Excerpts from a dataset:
---+---
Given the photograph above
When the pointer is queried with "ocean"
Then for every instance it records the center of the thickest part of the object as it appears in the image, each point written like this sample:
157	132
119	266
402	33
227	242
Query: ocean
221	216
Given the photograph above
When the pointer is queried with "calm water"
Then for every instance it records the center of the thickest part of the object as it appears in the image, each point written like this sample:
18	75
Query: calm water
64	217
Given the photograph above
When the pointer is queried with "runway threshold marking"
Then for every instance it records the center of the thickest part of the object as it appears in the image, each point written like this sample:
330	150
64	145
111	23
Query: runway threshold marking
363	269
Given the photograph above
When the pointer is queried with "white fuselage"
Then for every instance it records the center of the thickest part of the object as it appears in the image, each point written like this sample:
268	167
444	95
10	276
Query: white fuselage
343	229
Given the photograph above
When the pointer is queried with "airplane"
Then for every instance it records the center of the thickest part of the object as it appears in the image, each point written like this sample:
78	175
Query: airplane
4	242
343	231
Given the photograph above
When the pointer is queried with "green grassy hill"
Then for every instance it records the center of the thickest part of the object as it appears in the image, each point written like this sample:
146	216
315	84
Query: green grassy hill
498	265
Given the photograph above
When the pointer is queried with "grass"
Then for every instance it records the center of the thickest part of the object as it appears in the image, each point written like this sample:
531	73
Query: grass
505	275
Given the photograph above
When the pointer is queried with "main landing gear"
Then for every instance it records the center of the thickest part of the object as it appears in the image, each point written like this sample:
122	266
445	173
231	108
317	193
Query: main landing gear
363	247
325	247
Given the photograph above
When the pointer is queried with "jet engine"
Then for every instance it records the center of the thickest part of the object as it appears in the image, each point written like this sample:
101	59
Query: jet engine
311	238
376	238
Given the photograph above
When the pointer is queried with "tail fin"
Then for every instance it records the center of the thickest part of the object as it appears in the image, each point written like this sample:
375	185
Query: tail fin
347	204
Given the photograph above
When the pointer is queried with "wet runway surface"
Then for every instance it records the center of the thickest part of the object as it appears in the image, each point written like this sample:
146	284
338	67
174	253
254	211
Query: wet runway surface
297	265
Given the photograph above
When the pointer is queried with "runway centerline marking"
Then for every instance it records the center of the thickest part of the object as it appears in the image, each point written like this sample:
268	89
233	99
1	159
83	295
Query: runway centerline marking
---+---
Your response should consist of the data above, duplicated exactly.

Your solution:
Given the photograph above
When the pointer is queried with "ocean"
Then for every instance it records the center of the thickest part of the object as it appears in the image, each point written like this sample:
157	132
119	266
402	33
227	242
Query: ocean
221	216
Given the photograph above
When the pointer is queried with "calm water"
Then for every instance it records the center of the thickest part of the object as it appears in the image, each point written like this sample:
18	75
Query: calm water
64	217
Given the photograph above
When the pointer is queried with "runway threshold marking"
Then for every instance it records the center of the thickest part of the object as it appears in the image, each point written like this sample:
330	150
64	145
111	23
Query: runway threshold marking
363	269
Given the photograph above
When the pointer is queried with "white fuselage"
Then for every instance it records the center of the thickest part of the object as it appears in the image, each point written like this sample:
268	167
444	95
10	276
Query: white fuselage
343	229
Given the photograph above
When the pointer is queried with "airplane"
Then for every instance it records the center of the thickest part of the object as it appears in the image, each point written like this sample:
78	175
Query: airplane
4	242
343	231
Given the photograph above
When the pointer is queried with "green grassy hill"
Then for every instance it records the center of the thickest part of the object as it appears in the image, each point written like this sample:
146	216
315	84
Query: green grassy hill
498	265
Given the photograph above
When the pointer is queried with "grass"
Then for every instance it records the center of the thickest part of the object as it appears in the image, each point written like this sample:
531	73
Query: grass
505	275
Given the photograph above
When the pointer is queried with "main landing gear"
Then for every instance it records the center of the thickest part of the object as it appears in the image, each point written like this sample:
122	266
445	173
231	108
317	193
Query: main landing gear
363	247
325	247
Given the photograph above
When the pointer is queried with "jet engine"
Then for every instance it records the center of the thickest part of the object as it appears in the image, each point written like this sample:
101	59
Query: jet engine
311	238
376	238
Given the photograph above
When the pointer is queried with "tail fin"
Then for every instance it records the center of the thickest part of the object as it appears in the image, each point written like this sample:
375	185
Query: tail fin
347	204
Given the photograph above
When the pointer is queried with "wet runway surface"
Then for every instance it records the center of the thickest part of the object as it appears in the image, each point written like this sample:
146	284
338	67
174	253
254	211
Query: wet runway surface
297	265
Given the photograph above
When the pointer is queried with "runway centerline marking"
Then for every instance it records the center of the thickest part of the object as it appears in the image, each point written like this sample:
268	89
233	99
1	159
83	295
Query: runway centerline marking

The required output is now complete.